[Data extracted from a collection]
--

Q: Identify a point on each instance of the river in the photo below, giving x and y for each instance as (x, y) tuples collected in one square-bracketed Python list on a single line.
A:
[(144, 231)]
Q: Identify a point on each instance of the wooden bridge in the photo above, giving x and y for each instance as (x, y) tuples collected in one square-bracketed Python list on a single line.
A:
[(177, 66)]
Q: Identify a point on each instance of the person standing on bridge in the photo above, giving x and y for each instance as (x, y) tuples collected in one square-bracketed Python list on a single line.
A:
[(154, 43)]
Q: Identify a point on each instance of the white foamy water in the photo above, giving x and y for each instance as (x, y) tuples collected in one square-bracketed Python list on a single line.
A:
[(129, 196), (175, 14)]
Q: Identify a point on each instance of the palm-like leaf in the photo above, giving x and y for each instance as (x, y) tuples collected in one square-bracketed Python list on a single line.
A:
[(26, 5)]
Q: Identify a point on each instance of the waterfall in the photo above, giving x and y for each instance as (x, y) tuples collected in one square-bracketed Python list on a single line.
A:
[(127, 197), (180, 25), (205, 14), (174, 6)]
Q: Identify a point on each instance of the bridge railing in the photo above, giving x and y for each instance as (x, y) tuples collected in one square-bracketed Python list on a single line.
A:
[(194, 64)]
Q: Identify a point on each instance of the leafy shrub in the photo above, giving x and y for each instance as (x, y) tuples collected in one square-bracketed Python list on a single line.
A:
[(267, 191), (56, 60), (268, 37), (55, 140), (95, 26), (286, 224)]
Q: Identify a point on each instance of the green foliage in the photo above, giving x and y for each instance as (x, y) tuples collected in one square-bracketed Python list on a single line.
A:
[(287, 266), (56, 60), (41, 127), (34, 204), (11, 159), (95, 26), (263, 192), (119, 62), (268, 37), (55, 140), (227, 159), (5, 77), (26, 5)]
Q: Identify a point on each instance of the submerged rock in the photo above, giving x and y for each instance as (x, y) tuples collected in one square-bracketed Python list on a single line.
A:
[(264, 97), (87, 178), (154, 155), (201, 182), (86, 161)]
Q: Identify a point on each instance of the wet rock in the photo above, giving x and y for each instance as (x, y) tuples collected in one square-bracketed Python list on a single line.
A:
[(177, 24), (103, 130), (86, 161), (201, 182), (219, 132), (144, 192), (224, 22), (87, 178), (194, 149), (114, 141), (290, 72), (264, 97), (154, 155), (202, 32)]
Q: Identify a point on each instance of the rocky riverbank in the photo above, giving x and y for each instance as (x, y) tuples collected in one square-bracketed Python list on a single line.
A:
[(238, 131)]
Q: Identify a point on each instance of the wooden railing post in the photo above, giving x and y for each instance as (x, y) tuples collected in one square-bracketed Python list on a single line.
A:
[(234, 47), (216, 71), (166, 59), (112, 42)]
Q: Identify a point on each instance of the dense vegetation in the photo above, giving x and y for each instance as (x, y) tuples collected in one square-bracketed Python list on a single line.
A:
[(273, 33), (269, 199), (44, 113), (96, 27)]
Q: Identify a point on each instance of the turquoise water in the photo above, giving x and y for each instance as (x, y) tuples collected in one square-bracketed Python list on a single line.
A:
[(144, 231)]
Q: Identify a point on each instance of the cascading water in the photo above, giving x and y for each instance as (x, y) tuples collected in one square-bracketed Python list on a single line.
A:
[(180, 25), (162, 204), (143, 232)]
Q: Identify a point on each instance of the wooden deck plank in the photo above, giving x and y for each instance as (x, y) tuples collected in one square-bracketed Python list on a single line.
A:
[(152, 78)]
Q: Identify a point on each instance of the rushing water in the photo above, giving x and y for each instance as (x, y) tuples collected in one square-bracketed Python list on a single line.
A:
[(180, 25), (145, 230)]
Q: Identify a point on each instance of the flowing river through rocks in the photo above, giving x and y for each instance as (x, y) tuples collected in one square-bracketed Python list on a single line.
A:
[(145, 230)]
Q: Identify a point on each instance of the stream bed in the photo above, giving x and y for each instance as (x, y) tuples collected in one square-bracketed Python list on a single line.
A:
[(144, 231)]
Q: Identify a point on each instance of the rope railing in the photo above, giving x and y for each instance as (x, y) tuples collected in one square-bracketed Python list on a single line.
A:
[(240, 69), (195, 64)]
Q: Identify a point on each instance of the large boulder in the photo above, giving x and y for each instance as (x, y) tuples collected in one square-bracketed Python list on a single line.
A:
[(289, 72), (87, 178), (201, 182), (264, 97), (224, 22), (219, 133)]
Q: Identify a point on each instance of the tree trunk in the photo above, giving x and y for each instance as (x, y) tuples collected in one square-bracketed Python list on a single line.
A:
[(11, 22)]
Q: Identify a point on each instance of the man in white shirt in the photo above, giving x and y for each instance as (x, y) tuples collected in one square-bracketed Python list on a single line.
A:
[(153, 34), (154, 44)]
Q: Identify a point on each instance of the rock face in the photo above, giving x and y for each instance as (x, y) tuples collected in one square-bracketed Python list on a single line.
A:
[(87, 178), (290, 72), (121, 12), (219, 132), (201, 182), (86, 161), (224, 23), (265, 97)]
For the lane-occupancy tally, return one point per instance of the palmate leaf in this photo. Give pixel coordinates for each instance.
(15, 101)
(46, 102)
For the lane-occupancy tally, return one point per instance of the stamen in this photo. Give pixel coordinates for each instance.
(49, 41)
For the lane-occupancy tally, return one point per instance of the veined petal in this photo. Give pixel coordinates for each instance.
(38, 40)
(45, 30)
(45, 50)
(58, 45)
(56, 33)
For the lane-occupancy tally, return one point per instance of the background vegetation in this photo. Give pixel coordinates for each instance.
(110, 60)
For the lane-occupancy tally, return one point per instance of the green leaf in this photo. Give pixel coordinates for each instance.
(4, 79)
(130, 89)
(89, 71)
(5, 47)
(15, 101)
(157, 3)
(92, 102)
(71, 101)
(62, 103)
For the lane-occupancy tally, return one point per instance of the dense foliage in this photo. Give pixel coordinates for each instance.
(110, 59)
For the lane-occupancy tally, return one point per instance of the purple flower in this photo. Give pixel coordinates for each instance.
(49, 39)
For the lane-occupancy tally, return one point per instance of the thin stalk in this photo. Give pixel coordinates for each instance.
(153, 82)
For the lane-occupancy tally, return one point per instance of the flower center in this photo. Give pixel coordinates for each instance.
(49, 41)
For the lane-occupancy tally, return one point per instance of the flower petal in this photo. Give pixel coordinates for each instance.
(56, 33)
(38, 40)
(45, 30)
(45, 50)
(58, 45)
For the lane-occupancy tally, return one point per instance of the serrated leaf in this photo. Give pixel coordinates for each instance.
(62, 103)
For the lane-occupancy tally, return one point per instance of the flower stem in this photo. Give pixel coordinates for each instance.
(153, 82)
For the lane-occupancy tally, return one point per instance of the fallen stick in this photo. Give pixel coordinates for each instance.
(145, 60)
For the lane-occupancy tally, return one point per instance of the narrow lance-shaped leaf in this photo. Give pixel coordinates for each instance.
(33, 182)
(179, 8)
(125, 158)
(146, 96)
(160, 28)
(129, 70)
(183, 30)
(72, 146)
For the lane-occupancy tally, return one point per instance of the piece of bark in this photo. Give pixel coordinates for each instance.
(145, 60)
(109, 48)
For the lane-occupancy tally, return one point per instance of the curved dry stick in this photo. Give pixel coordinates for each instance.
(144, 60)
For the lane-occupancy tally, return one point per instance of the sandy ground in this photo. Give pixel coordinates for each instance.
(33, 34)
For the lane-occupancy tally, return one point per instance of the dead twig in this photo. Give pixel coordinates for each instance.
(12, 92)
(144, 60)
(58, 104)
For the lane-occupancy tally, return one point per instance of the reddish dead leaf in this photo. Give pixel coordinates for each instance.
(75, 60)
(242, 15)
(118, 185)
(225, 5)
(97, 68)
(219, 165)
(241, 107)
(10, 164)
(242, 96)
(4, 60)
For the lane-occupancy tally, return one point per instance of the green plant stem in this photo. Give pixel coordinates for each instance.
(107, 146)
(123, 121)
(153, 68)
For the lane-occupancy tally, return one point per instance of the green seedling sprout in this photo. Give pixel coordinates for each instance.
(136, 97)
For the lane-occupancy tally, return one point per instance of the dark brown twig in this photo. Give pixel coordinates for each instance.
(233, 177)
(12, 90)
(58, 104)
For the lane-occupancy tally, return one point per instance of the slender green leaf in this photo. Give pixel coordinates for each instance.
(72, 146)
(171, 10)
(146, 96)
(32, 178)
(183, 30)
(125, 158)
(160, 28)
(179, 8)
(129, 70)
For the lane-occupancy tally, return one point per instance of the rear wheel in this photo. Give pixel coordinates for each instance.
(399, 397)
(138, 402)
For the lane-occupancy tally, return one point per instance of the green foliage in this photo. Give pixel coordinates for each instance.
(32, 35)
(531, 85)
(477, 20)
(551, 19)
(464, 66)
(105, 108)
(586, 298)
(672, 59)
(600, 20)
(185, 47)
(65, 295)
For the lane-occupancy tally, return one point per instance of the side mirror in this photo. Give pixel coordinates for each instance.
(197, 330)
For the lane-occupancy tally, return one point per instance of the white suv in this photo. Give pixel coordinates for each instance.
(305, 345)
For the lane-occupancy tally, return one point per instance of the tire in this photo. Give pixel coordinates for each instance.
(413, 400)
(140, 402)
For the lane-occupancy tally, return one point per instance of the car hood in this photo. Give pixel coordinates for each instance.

--

Requirement:
All lines in the records above that contain "bridge" are to be reported.

Reply to the exercise:
Q: Identify a point on each instance of the wooden bridge in the photo above, giving x and y for each instance as (x, y) tuples collected in one square-bracketed Python list on a single line.
Q: Identify a point on each instance of the person standing on bridge in the photo above, giving x and y for each instance as (x, y) tuples collected in one square-bracketed Python list on a single line.
Q: Identify a point on each instance of the bridge railing in the photo above, giving x and y for each instance as (x, y) tuples collected in one square-bracketed Python list on a single line.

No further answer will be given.